◆ **EXERCICES À FAIRE**:
- A) Recopiez l'article sur l'industrie 4.0 en France de « Le Made in France » jusqu'à « pays industriels, dit-il. » inclus, en substituant « investissements productifs » à « investissements industriels ».
- B) Écrivez la suite de l'article sur l'industrie 4.0 en France, dans le prolongement de son dernier paragraphe.

« Il faut absolument construire des usines pour développer l'industrie 4.0 en France »
Le Made in France n'est pas hors de la course quand il s'agit de données ou d'intelligence artificielle, affirme Olivier Bouffault, un expert du sujet au BCG. Mais l'Hexagone manque d'investissements industriels pour tenir le rythme des grands pays industriels, dit-il.
Vous êtes un spécialiste de l'utilisation des données et de l'intelligence artificielle. Où se situe l'industrie française en la matière dans le concert mondial de la production ?
La France est plutôt dans le ventre mou ou la queue de peloton. Mais elle n'est pas déconnectée. Après un allumage tardif, elle monte en puissance depuis trois ans. En 2018, l'Hexagone était le dernier pays de notre panel, avec seulement 10 % des industriels qui avaient adopté au moins une technologie data dans leur activité. Les Etats-Unis étaient premiers, avec un taux de 25 %, devant la Chine, à 23 %. En 2020, la Chine a pris la tête avec un taux de 50 % d'adoption, tandis qu'Allemagne a bondi en trois ans de 15 % à 41 %. La France a également progressé, passant devant les Etats-Unis et le Japon, avec un taux de 37 %. Les quatre premières places du classement sont occupées par la Chine, l'Inde, le Mexique et l'Allemagne, ce qui n'est pas étonnant : ce sont les grands pays industriels qui attirent le plus d'investissements, et quand on construit une nouvelle usine, on y installe des technologies avancées.

◆ **EXTRAIT DE DONNÉES**:

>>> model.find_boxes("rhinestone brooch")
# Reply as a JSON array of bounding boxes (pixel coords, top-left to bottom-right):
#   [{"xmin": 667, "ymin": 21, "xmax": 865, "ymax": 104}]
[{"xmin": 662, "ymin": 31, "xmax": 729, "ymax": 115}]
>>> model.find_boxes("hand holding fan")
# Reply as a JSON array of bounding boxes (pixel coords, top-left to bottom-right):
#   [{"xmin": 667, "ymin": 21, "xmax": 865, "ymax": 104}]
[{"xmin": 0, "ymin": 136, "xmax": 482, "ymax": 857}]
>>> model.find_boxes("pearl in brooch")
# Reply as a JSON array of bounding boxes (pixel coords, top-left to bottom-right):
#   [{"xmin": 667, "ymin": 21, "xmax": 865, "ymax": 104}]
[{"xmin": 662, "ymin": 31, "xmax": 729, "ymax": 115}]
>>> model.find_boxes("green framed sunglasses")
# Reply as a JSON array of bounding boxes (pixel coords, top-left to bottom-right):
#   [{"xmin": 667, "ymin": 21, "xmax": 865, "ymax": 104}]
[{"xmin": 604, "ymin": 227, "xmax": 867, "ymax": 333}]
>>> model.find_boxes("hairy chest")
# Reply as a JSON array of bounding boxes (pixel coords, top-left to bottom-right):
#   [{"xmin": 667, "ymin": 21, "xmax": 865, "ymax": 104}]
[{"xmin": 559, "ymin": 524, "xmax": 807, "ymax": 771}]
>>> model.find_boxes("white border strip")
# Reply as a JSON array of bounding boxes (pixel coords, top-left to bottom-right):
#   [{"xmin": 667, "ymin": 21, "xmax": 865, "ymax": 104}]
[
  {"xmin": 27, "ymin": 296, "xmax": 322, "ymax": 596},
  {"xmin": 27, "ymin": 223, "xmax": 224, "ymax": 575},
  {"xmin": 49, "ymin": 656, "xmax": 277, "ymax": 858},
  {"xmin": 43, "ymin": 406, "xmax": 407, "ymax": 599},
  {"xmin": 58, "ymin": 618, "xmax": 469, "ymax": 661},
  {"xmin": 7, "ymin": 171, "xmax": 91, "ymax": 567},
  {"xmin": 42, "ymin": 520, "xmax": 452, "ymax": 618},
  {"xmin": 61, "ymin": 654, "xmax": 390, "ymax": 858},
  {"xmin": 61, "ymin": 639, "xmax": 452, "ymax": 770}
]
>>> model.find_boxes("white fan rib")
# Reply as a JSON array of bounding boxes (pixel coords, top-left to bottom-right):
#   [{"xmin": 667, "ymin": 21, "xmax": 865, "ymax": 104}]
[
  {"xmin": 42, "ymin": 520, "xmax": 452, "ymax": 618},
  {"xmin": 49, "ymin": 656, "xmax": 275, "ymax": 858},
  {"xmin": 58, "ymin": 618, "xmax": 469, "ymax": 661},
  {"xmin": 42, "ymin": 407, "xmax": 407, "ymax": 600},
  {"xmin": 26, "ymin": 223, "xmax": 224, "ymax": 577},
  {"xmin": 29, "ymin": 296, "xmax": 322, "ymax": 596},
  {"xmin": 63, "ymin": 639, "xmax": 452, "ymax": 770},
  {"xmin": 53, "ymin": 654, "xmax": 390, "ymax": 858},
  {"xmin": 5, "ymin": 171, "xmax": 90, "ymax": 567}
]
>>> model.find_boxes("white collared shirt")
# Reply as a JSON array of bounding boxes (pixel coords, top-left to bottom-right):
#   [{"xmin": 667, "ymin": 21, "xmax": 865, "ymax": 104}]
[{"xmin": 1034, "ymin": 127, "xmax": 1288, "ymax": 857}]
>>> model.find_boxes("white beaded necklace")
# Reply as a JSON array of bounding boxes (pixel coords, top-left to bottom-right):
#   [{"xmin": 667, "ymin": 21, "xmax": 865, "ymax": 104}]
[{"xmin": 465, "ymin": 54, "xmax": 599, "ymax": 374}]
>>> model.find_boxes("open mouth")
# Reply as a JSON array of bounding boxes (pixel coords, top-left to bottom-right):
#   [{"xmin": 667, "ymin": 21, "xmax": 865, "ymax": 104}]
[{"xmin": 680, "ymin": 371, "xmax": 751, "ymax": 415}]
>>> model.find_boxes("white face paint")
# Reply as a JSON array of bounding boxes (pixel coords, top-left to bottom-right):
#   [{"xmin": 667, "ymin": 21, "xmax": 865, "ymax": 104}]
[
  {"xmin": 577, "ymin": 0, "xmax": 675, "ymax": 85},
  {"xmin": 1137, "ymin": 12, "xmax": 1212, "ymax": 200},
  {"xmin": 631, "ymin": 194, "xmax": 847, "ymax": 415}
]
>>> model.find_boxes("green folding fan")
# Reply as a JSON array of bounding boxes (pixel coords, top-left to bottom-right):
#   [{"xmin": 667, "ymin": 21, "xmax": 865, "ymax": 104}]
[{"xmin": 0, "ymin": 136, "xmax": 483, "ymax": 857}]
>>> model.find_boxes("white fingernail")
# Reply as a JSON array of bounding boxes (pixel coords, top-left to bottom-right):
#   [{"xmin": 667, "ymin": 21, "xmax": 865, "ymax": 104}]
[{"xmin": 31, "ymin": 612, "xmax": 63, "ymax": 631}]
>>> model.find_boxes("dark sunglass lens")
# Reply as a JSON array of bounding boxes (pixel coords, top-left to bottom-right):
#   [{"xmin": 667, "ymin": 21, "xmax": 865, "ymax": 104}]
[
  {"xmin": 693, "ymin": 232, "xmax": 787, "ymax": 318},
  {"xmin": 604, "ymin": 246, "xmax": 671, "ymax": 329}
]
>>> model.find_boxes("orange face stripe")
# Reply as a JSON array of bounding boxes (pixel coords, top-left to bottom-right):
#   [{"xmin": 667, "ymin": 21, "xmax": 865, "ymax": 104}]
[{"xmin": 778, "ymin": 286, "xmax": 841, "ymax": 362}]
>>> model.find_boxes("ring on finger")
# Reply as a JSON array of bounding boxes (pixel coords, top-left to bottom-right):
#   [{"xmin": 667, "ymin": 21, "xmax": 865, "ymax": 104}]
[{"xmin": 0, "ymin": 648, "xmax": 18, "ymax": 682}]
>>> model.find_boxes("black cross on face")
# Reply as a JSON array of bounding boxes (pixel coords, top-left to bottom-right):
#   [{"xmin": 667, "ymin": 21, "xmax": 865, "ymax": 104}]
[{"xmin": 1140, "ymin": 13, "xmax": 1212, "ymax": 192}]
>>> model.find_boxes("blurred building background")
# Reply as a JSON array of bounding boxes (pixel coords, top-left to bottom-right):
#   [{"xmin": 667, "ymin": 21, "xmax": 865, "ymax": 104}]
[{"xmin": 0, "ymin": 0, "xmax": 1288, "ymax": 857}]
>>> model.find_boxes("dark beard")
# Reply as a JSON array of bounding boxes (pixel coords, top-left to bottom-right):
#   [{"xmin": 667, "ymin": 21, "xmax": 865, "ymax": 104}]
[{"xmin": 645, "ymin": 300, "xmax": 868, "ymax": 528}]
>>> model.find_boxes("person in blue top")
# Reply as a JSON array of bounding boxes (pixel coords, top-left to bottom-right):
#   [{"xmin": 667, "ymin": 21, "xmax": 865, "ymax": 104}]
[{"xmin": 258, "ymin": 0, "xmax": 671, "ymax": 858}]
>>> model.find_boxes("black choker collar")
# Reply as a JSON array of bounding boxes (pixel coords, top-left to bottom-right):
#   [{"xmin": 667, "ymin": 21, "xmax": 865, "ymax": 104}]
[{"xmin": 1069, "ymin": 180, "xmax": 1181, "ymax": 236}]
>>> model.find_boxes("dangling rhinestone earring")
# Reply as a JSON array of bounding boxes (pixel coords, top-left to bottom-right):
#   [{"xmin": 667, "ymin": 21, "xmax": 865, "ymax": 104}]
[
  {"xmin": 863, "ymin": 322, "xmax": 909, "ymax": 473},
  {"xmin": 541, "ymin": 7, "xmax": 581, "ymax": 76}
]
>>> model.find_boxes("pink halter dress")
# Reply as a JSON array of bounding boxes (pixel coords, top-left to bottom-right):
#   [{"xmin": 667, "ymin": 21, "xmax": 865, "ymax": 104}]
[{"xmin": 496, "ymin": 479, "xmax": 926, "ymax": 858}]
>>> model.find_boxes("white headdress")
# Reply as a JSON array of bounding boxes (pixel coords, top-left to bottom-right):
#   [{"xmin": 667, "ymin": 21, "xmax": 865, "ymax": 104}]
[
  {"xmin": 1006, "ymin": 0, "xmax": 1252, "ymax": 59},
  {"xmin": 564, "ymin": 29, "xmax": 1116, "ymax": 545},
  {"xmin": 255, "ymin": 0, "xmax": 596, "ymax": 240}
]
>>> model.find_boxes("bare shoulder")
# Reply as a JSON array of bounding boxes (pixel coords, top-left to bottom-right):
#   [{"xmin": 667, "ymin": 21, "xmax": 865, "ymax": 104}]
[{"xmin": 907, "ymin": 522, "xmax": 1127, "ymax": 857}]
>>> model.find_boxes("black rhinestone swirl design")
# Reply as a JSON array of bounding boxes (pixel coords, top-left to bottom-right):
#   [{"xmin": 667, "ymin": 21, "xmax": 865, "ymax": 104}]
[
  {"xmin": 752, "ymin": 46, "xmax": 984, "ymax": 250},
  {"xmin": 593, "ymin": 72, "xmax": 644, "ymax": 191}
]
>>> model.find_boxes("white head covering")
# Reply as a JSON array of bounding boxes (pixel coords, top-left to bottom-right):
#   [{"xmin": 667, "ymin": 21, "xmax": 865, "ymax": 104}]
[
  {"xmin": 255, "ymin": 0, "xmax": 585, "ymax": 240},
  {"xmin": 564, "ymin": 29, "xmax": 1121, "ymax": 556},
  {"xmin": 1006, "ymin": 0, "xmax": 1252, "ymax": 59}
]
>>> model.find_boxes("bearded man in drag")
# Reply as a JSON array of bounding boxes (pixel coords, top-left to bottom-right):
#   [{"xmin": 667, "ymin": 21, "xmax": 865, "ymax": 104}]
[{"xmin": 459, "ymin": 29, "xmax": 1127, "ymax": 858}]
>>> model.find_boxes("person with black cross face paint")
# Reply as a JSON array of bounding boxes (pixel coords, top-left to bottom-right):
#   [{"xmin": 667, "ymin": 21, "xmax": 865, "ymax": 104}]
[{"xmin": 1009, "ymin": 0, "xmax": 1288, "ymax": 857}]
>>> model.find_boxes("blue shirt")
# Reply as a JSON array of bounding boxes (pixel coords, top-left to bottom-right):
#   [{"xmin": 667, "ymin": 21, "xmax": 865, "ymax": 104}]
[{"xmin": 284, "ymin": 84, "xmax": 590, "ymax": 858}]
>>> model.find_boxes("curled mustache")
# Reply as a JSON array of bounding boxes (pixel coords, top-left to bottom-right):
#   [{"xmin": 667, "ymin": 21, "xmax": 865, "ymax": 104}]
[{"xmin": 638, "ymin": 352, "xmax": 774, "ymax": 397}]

◆ **LES RÉPONSES**:
- A)
Le Made in France n'est pas hors de la course quand il s'agit de données ou d'intelligence artificielle, affirme Olivier Bouffault, un expert du sujet au BCG. Mais l'Hexagone manque d'investissements productifs pour tenir le rythme des grands pays industriels, dit-il.

- B)
C'est grave de ne pas être en pointe sur le sujet ?
On a envie de dire oui, puisque tout cela se construit petit à petit. Les écarts se creusent en faveur des pays les plus avancés, et il est toujours dangereux de prendre du retard sur ses concurrents. L'investissement est au coeur de la problématique. Il faut construire de nouvelles capacités de production pour avancer sur l'usine 4.0. Celle-ci est une opportunité, un terrain qui peut être positif et qui réduit l'effet du coût de la main-d'oeuvre. Les compétences et les infrastructures sont là en France, mais quand on transforme un site existant, le retour sur investissement est beaucoup plus compliqué. Il faut absolument de la création de nouveaux sites.
Quelles sont les filières en avance ?
Aujourd'hui, ce sont plutôt les grands groupes et les ETI qui tirent le sujet. Les choses ont démarré dans l'aéronautique, dans l'automobile ou la chimie, et s'étendent désormais à toute l'industrie, et notamment l'agroalimentaire, les biens de consommation et le luxe et la mode, des secteurs où la France a une base installée importante et dispose d'acteurs de premier plan. Les données peuvent servir à améliorer les coûts et l'empreinte environnementale de la production, à optimiser l'approvisionnement et la logistique.
Le renforcement de l'e-commerce et le poids pris par la qualité de service, la résilience de la chaîne de production et la personnalisation accélèrent le mouvement. Pour la France, il est important de ne pas se tromper, notamment dans les biens de consommation.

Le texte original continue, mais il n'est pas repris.